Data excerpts
════════════════════

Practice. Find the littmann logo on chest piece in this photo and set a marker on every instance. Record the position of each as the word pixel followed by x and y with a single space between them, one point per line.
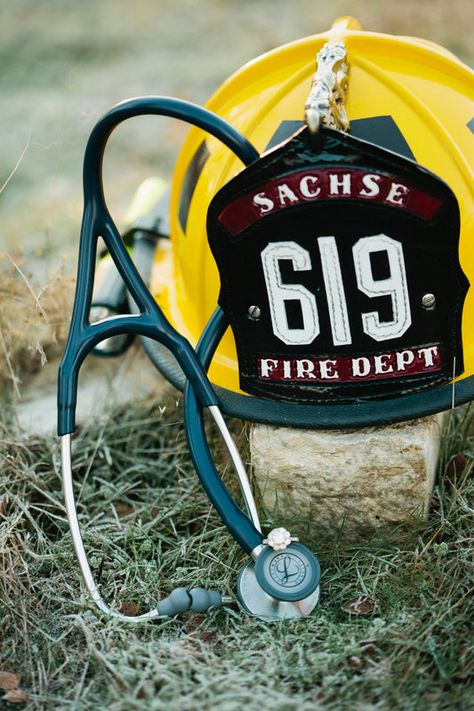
pixel 340 248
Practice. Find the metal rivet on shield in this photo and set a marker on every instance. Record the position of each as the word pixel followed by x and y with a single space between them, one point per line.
pixel 428 301
pixel 254 313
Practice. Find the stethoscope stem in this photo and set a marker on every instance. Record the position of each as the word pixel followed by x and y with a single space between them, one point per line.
pixel 79 544
pixel 180 600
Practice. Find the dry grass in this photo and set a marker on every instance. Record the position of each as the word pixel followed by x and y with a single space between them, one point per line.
pixel 148 527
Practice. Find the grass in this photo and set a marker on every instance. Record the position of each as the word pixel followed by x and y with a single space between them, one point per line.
pixel 149 527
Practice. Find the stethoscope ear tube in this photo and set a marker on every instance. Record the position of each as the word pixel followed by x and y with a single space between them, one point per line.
pixel 149 322
pixel 245 532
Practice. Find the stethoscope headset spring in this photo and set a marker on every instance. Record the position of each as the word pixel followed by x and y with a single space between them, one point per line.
pixel 281 579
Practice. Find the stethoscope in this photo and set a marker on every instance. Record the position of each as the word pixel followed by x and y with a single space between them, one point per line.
pixel 281 579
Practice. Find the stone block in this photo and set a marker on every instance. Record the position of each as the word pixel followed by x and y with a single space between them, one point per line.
pixel 349 483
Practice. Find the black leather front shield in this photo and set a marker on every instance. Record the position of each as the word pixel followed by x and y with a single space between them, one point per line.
pixel 339 272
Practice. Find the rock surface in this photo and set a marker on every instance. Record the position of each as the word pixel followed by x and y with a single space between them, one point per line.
pixel 349 483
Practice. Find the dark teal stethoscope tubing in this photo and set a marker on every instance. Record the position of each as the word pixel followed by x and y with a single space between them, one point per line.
pixel 238 524
pixel 97 222
pixel 151 322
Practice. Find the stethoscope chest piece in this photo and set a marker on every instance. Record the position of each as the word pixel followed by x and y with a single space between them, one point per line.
pixel 259 603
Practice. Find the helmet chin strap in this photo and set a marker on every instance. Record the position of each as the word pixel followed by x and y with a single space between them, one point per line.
pixel 282 580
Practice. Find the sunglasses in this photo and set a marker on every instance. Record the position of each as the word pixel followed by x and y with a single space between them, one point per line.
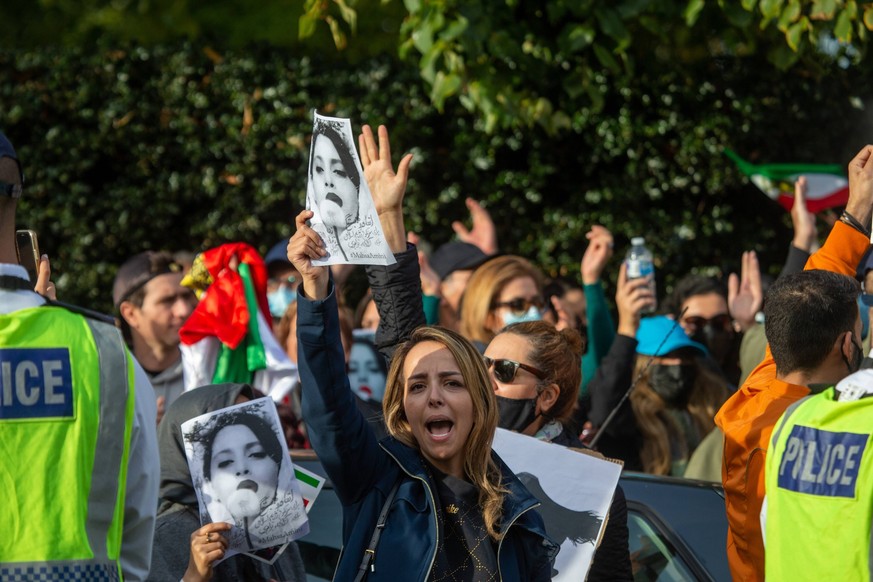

════════════════════

Every line of the data should be copied as it stands, without the images.

Practice. Find the littmann logo on chest piece in this photo and set a marker on every instance. Record the position of each as the word pixel followed by x and y with a single space between them, one point per line.
pixel 340 248
Practice. Find the metal rivet on shield in this photo and set a marker on every instance. Record the position of each as the word pixel followed by x and y with a single space between them, one point per line.
pixel 428 301
pixel 254 313
Practice. Find the stethoscope stem in this photo and set a marker on every instance. Record the position of each as the word pixel followed by x and y with a single space between them, one point per line.
pixel 79 544
pixel 180 600
Practice. Find the dry grass in this photo and set a marker on every instance. Record the position of each as the word pixel followed by x and y with a single space between them, one point per line.
pixel 148 527
Practice. Find the grass in this photo and set a marker on every instance. Record the position of each as the word pixel followed by x and y with a single space between them, one point per line.
pixel 149 527
Practice. Find the stethoscope ear tube in this photo and set a marker on every instance. Record the position of each as the word pixel followed by x and y with a single space between them, one point per line.
pixel 149 322
pixel 245 532
Practice. Find the stethoscope headset spring in this photo and set a marker on every instance. Record the position of each as the word pixel followed by x and y with a single space between them, one point per line.
pixel 281 579
Practice. Find the stethoscope in this photo and set a marker on every instance. Record the position of each as the word pixel followed by x and y with a single space between them, one point per line.
pixel 281 579
Practice. Find the stone block in this photo and set a marker on every instance. Record the position of each as the word pixel followed by x and y with a single space between them, one point per line.
pixel 349 483
Practice. Find the black leather front shield in this photo and set a marker on every instance. Record the position of each as the word pixel followed by x and y with a single space between them, one point per line.
pixel 339 272
Practice. Find the rock surface in this photo and set a marker on every instance. Record the position of each as the word pixel followed by x and y with a single space between them, one point per line.
pixel 349 483
Practice. Find the dark teal stethoscope tubing in this photo and set a marker on every instance. Record the position of each as the word pixel followed by x and y with a single space between them, one point per line.
pixel 238 524
pixel 97 222
pixel 151 322
Practice. Find the stethoscope chest piece in this photo and set a marker on every instance. Record the position of each as the word pixel followed by x and y with a single space between them, one point per line.
pixel 259 603
Practice. Find the helmet chin strap in this photo and set a marker on every instance. Record the position of each as the word pixel followed by x and y with a single space between them, one point per line.
pixel 282 580
Practice. Find the sunglasses in this photo and set a marker on every instance. Record the position of each as the word pixel followed by x and y with a single space between them, one point per line.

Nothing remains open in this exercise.